### Input material
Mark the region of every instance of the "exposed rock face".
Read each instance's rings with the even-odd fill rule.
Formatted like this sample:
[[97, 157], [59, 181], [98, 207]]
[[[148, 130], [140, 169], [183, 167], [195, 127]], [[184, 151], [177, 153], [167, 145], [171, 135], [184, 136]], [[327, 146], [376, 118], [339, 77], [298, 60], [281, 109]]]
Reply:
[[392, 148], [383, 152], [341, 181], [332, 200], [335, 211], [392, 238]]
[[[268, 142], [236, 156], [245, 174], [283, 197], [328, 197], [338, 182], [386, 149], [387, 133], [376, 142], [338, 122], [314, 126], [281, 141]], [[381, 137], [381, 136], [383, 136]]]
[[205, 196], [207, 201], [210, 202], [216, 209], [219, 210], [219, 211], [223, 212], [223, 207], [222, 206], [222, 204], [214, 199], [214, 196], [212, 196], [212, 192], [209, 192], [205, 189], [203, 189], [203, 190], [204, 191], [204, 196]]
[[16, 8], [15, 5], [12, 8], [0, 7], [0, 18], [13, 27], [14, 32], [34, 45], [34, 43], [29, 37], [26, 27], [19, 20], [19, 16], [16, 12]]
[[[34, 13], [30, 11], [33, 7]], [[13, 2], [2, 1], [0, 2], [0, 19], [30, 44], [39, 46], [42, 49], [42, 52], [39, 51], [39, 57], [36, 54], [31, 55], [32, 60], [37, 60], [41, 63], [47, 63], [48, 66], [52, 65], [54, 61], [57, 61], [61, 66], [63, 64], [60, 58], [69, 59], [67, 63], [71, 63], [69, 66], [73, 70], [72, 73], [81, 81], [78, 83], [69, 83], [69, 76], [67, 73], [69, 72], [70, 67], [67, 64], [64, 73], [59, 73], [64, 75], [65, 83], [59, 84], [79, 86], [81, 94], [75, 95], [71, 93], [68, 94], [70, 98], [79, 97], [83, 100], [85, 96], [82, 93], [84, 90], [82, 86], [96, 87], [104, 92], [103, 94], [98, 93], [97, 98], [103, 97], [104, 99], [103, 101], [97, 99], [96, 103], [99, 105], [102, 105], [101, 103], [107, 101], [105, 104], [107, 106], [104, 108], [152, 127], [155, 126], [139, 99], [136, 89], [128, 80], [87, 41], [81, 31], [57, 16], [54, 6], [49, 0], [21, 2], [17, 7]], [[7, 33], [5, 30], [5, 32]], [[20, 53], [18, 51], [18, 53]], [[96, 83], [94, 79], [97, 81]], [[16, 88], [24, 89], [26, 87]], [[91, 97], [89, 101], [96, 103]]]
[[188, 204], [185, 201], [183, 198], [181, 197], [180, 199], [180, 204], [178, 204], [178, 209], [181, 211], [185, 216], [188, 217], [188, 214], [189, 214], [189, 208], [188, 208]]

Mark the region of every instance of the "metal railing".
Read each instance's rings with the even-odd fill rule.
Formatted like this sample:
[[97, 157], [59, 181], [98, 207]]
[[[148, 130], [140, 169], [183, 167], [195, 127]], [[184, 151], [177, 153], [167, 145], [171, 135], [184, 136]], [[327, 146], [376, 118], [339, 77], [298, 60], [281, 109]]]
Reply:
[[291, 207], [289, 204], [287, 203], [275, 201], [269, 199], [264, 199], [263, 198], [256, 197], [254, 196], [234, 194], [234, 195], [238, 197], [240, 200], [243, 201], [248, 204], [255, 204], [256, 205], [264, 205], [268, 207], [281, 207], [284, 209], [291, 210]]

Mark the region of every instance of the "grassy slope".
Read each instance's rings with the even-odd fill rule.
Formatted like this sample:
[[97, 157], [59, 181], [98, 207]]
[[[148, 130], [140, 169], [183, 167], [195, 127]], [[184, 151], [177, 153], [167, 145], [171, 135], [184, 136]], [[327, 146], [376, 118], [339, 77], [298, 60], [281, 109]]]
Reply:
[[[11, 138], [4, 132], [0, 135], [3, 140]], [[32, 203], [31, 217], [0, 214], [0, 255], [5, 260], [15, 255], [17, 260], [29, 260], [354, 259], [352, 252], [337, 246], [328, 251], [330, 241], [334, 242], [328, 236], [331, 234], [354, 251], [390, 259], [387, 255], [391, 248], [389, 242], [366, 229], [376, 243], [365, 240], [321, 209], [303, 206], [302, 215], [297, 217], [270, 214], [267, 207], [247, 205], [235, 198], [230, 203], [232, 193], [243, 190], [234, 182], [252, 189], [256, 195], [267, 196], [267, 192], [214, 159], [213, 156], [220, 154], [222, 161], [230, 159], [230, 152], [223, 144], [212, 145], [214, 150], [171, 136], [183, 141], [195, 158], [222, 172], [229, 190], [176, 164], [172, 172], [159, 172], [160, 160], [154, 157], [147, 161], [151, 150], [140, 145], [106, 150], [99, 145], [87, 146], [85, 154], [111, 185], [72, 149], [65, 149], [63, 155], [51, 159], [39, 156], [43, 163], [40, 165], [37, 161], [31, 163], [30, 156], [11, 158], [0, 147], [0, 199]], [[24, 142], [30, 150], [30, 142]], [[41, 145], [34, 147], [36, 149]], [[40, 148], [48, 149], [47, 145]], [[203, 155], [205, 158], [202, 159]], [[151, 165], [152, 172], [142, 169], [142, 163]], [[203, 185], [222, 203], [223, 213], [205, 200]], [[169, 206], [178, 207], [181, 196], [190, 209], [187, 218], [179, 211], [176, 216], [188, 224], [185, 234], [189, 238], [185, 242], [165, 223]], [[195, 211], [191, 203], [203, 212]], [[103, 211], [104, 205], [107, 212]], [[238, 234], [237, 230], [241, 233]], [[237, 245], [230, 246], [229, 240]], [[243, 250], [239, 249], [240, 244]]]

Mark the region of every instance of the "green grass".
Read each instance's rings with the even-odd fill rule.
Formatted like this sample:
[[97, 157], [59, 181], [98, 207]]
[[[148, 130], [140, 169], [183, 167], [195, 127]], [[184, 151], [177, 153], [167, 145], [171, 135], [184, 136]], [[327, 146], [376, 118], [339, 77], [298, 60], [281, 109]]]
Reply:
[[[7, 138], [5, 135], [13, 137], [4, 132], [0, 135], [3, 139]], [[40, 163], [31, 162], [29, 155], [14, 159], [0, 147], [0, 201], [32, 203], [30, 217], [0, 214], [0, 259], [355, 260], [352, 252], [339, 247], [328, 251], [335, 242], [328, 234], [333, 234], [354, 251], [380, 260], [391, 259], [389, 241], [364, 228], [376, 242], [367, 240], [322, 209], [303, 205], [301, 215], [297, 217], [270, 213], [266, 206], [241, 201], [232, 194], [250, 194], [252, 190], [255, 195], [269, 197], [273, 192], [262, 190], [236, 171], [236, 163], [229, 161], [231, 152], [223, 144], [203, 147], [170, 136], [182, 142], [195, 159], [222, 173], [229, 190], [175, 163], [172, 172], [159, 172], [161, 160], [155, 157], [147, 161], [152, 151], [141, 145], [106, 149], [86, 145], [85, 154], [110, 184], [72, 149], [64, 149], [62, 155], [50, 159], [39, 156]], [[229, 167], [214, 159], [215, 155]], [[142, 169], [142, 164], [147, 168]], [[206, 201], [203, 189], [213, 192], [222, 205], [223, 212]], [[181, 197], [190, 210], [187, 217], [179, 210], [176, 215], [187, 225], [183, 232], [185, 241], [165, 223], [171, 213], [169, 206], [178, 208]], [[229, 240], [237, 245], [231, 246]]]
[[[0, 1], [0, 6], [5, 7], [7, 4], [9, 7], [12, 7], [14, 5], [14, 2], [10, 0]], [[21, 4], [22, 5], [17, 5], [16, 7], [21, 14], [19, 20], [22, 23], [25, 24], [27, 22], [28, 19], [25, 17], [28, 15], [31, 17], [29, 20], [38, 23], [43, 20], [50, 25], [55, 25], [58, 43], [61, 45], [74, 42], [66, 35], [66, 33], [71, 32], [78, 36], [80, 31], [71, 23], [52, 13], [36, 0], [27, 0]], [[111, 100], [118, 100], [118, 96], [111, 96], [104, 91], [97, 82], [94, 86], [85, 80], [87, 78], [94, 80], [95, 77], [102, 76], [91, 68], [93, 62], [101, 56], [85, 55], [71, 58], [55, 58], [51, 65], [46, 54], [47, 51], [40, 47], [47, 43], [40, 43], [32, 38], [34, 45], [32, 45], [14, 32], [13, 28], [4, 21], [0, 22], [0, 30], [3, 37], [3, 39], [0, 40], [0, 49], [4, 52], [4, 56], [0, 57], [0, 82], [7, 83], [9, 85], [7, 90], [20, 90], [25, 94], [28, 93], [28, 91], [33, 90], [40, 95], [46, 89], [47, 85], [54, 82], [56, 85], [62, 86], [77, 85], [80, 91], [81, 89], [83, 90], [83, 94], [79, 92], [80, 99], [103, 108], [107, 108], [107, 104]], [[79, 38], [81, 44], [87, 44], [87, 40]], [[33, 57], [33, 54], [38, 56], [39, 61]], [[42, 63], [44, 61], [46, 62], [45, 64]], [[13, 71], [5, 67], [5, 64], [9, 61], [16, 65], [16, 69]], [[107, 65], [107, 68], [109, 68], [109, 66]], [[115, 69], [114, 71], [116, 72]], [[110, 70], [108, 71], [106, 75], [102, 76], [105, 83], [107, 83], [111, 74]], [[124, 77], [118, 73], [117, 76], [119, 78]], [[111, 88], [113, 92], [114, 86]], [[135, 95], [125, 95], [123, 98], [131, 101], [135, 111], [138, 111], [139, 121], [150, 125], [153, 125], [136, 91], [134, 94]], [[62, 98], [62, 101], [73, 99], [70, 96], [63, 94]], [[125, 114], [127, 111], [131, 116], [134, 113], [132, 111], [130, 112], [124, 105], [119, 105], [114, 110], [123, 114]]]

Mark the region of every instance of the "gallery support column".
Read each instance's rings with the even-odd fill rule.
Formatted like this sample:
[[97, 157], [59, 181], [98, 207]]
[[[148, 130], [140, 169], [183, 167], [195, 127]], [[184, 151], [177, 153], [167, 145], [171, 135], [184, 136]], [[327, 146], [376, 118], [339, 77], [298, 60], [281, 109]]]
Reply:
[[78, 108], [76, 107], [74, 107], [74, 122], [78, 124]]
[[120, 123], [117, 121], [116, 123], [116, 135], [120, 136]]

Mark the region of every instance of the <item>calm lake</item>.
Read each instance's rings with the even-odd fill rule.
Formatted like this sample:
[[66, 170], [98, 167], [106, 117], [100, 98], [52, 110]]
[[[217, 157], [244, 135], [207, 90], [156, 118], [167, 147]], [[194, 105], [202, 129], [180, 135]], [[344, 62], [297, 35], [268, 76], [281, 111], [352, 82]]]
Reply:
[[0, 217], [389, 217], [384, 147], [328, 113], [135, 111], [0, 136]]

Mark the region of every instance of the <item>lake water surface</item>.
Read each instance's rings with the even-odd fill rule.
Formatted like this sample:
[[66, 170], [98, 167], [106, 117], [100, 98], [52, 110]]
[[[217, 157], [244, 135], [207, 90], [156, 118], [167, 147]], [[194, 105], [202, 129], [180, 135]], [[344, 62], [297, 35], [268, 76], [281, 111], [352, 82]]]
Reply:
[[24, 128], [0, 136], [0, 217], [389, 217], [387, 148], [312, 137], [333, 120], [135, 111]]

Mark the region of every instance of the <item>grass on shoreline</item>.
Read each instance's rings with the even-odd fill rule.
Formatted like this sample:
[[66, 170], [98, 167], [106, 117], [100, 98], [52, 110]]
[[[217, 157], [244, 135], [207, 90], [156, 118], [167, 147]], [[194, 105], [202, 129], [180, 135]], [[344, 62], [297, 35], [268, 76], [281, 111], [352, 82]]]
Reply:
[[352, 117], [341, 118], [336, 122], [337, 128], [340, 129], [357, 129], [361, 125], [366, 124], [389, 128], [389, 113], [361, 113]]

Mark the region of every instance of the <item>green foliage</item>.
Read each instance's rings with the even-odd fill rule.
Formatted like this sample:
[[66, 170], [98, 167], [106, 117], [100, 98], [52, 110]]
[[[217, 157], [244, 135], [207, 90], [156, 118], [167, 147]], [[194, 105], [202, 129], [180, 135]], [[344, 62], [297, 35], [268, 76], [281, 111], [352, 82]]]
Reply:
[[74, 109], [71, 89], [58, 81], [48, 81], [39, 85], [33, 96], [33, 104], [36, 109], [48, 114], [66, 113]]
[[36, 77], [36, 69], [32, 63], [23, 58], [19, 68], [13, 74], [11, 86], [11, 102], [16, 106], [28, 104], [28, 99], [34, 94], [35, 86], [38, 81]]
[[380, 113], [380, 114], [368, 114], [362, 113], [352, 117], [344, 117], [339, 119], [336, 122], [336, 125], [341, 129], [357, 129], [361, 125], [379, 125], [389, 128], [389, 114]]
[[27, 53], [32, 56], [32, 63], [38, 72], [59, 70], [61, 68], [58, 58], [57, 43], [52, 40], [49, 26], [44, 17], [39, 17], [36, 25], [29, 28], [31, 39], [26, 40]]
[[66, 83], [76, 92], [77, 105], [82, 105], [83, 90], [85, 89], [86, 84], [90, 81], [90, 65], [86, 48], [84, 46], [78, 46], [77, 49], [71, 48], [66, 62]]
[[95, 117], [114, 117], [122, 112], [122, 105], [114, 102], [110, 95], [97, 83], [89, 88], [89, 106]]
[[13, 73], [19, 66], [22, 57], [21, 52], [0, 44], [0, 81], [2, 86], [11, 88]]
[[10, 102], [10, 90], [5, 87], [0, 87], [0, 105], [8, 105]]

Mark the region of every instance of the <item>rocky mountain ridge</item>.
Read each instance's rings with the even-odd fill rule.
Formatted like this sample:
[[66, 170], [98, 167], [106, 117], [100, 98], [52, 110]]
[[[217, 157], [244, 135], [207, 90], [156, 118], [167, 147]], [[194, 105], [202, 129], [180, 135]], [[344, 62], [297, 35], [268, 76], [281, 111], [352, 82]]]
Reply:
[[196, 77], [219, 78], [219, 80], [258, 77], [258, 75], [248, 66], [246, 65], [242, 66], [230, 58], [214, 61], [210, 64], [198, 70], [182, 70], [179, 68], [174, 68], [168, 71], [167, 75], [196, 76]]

### Request
Please repeat the rows from their start through the line containing "191], [204, 196]]", with the requests included. Increase every polygon coordinate in the answers by 55 and leave the rest unchanged.

### Answer to the problem
Mark the region of every instance of the "exposed rock face".
Read each instance's rings with the even-odd fill rule.
Formatted like this sample:
[[97, 157], [59, 181], [98, 207]]
[[[148, 130], [140, 169], [183, 167], [195, 127]], [[184, 151], [177, 153], [167, 145], [171, 135], [184, 136]], [[327, 146], [376, 118], [339, 77], [298, 60], [281, 109]]]
Reply:
[[447, 203], [438, 207], [396, 236], [387, 255], [390, 266], [447, 293]]
[[[323, 197], [291, 211], [300, 229], [338, 252], [383, 252], [393, 237], [441, 204], [442, 188], [431, 197], [393, 177], [369, 181], [336, 196]], [[436, 192], [436, 191], [438, 191]]]
[[260, 251], [262, 256], [265, 257], [271, 264], [274, 265], [274, 266], [278, 267], [278, 262], [277, 261], [277, 259], [269, 254], [269, 251], [267, 251], [267, 247], [264, 247], [260, 244], [258, 244], [258, 245], [259, 246], [259, 251]]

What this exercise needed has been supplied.